» **Page extract**:
_ _ _ _ _

An incubator has a newborn chamber for providing an appropriate physiological environment for a newborn. In a closed type incubator, not only temperature but also humidity, oxygen concentration, and others in the newborn chamber enclosed by sidewalls and a ceiling are controlled by a control mechanism for temperature, humidity, and others disposed below the newborn chamber. In an open type incubator, a newborn chamber does not have a ceiling and, in addition, the sidewalls are slightly lower than those of the closed type incubator so that a treating person such as a doctor or a nurse can treat a newborn in the newborn chamber promptly. Even in the open type incubator, a bed in a newborn chamber and a newborn on the bed are warmed by a heat-radiating source disposed above the newborn chamber.
It is preferable that an incubator can be switched from one to another of the closed and open type incubators described above as required because it can eliminate the need to have both types of incubators. For this reason, switching type incubators have been proposed (e.g., Patent Literatures 1 and 2), which can be switched as required between the closed and open types by lowering and raising a canopy of the newborn chamber.
Incidentally, there may be a case where the inside of the newborn chamber of the closed type incubator is controlled so as to be at temperature not lower than body temperature of an adult and at a very high humidity. In this case, especially immediately after the incubator is switched from open type to closed type, dew may condense on the inner surface of the ceiling and others of the newborn chamber, due to the difference between temperature in the room where the incubator is installed and temperature at the inside of the newborn chamber. This dew condensation may encourage propagation of unwanted bacteria. In order to prevent such dew condensation, temperature difference between outer and inner surfaces of the newborn chamber has to be reduced by heating the outer surfaces of the ceiling and others of the newborn chamber. For that purpose, it is effective to heat the outer surfaces of the ceiling and others with a heat-radiating source.
The ceiling and others of the newborn chamber, however, are placed higher than the bed and a newborn on the bed. Therefore, in order to radiate heat over a broad area of the ceiling and others, the heat-radiating source has to be disposed higher than in a case where only the bed and the newborn on the bed are warmed. If, however, the heat-radiating source is disposed too high, there is a possibility that the incubator, when conveyed, can not pass through an entrance of a room or some other possibility. It is, therefore, preferable to use a closed type incubator in which the heat-radiating source is disposed at a high position when heating with this source is performed and to use a closed type incubator in which the heat-radiating source is not disposed at a high position when heating with this source is not performed.

_ _ _ _ _

» **Your instructions**: According to the incubator text, what may dew condensation on the inside of the newborn chamber encourage?

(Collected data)
_ _ _ _ _

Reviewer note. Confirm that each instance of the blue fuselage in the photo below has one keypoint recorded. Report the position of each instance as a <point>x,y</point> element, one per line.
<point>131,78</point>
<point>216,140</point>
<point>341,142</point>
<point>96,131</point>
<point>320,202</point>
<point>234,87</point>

_ _ _ _ _

» **Response box**: It may encourage the propagation of unwanted bacteria.